### WRITTEN EXERCISE 1:
Find each line in the records that contains the string "jeans" and copy those lines.

===

- Born: Marina Yuryvena Kormiltseva May 12, 1988 (age 38) Perm, Perm Krai, Russian SFSR, Soviet Union
- Height: 5 ft 6 in (1.68 m)
- Weight: 145 lb (66 kg; 10.4 st)
- Division: Featherweight
- Reach: 65.5 in (166 cm)
- Style: Sambo
- Fighting out of: St. Petersburg, Russia
- Team: Sambo-Piter Kill Cliff FC
- Years active: 2016–present

Mixed martial arts record
- Total: 15
- Wins: 11
- By knockout: 1
- By submission: 6
- By decision: 4
- Losses: 4
- By decision: 4

Other information
- Mixed martial arts record from Sherdog
- Medal record
Representing Russia
Sambo
World Championship
| Gold medal – first place | 2011 Vilnius | −68 kg |
| Gold medal – first place | 2012 Minsk | −68 kg |
| Gold medal – first place | 2013 St. Petersburg | −68 kg |
| Gold medal – first place | 2016 Sofia | −68 kg |
| Gold medal – first place | 2017 Sochi | −68 kg |
| Gold medal – first place | 2018 Bucharest | −68 kg |
European Championship
| Gold medal – first place | 2011 Sofia | −68 kg |
| Gold medal – first place | 2013 Crema | −68 kg |
Summer Universiade
| Gold medal – first place | 2013 Kazan | −68 kg |
World Combat Games
| Gold medal – first place | 2013 St. Petersburg | −68 kg |
European Games
| Bronze medal – third place | 2019 Minsk | −68 kg |

= Marina Mokhnatkina =

Russian mixed martial arts (MMA) fighter

Marina Yuryevna Mokhnatkina (Марина Юрьевна Мохнаткина; née Kormiltseva, born 12 May 1988) is a Russian sambo competitor and mixed martial artist. Mokhnatkina is a six-time world champion and two-time European champion in sambo. She is also an eight-time Russian champion in sambo. She previously competed in Bellator MMA and Professional Fighters League. (PFL).

===

### WRITTEN EXERCISE 2:
According to the profile of Marina Mokhnatkina above, how many times has she been world champion in sambo?

### RECORDS FOR THE TASK:
===

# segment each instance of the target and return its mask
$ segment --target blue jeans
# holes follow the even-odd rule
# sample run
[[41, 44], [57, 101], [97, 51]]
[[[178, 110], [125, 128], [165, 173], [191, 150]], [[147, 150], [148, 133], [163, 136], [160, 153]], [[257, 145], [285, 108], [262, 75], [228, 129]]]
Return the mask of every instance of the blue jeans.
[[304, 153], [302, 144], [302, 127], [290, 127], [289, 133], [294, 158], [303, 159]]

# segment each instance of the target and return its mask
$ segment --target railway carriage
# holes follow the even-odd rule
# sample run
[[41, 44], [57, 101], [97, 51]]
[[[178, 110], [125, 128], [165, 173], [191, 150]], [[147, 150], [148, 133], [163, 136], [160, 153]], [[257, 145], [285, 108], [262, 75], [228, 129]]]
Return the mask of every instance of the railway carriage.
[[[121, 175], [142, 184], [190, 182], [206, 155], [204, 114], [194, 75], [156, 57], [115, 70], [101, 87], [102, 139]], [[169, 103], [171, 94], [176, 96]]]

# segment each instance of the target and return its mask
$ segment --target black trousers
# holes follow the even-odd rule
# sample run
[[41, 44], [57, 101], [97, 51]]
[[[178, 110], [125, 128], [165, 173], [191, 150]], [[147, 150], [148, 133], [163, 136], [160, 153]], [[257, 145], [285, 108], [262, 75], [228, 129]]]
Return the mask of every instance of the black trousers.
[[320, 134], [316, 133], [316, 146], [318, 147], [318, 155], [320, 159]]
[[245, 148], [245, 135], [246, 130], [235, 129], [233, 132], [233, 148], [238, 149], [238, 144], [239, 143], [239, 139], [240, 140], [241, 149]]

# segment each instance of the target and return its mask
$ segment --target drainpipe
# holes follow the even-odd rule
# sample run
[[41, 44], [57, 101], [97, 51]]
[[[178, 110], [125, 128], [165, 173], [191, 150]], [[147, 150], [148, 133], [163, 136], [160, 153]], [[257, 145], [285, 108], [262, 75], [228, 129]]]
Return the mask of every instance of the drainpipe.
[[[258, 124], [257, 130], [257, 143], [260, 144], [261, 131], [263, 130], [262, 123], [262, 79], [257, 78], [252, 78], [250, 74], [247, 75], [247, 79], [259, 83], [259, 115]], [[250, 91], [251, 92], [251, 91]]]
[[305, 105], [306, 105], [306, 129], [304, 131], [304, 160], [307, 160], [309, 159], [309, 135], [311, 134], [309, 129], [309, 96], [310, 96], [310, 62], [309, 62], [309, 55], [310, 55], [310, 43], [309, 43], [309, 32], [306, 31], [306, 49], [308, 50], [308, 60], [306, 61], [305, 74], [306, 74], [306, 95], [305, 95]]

===

### PROBLEM SOLUTION 1:
$ segment --target blue jeans
Return the mask of every instance of the blue jeans.

### PROBLEM SOLUTION 2:
Six times.